About Sentimental Pieces

Some of you may be wondering what to do about sentimental jewelry pieces.  If something truly holds deep emotional value for you, I’m not going to suggest that you part with it.  However, if the pieces in question are cherished but never worn, I recommend that you store them in an alternate location away from the rest of your jewelry.  Perhaps designate a special box or small display cabinet for these treasured items.  That way, you can admire them whenever you desire and conjure up your deeply held memories without their taking up space in your jewelry box.

A small word of caution before we move on…  Some people have a tendency to categorize virtually everything as special and sentimental. For example, I once met a woman who saved every single item that had been given to her by her deceased parents.  This led to a lot of clutter in her home!   It’s highly unlikely that all of those items held deep meaning for her.  I suggested that she select the very best pieces, store them in a sort of “hope chest” at the foot of her bed, and release the rest.  I make that same suggestion to you today.

My Simple Pare-Down Method

Prior to diving in to my jewelry collection last weekend, I was struck by a bright idea spurred on by a reader’s comment to my last accountability post.  I realized that like many other people, I have a tendency to purchase similar pieces of jewelry.  My thought was that instead of going through my jewelry piece by piece to decide each one’s fate, I would separate my pieces into groups of like items.

- _What you will do_
Carry on the jewelry decluttering piece above, starting right after its last sentence.

[Stored entries]
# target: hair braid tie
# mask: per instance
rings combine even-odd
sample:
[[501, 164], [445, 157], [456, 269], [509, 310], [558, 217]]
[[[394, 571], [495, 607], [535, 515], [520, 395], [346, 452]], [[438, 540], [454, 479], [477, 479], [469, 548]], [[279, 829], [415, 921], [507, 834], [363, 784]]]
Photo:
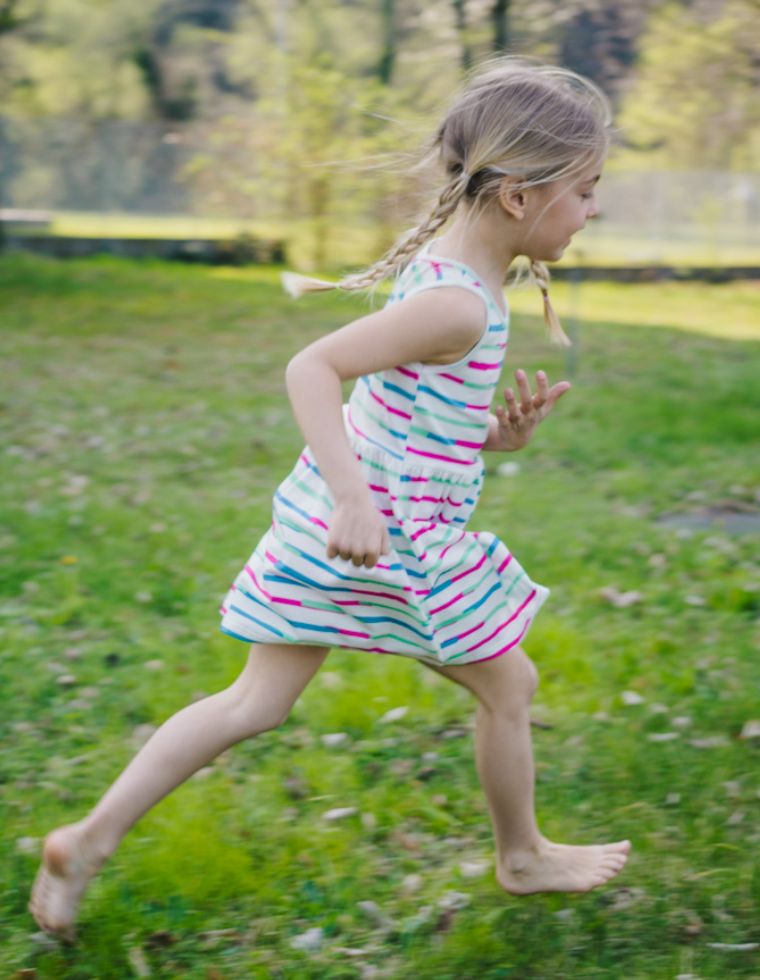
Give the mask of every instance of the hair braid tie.
[[562, 324], [559, 322], [559, 317], [557, 316], [551, 300], [549, 299], [549, 270], [546, 268], [543, 262], [536, 262], [534, 260], [530, 264], [530, 271], [533, 273], [533, 278], [536, 280], [536, 285], [541, 290], [541, 294], [544, 297], [544, 323], [546, 323], [546, 325], [549, 327], [549, 338], [560, 347], [571, 347], [572, 344], [570, 338], [562, 329]]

- _Expected answer_
I started with my necklaces and progressed on through bracelets, earrings, and other pieces.  My separation process was not an exact science by any means.  I just examined the items within each category and laid out similar jewelry articles next to each other.  I then looked at each grouping and challenged myself to select my favorites.  I didn’t set any hard and fast rules for the process, just the goal of paring things down to only the jewelry pieces I really liked and believed I’d enjoy wearing moving forward.

Some Help from Bridgette Raes

To assist me in making my final selections, I used one of Bridgette Raes’ powerful questions (watch this video for more details).  Bridgette posits that when faced with a selection of like pieces, we often end up “splitting our wears” and thus don’t use any of the items to their full potential. In order to avoid this troubling phenomenon, Bridgette suggests that we ask ourselves the following question in reference to our rarely worn items:

Under what circumstance am I going to choose this piece over something else that I always go to or always prefer?”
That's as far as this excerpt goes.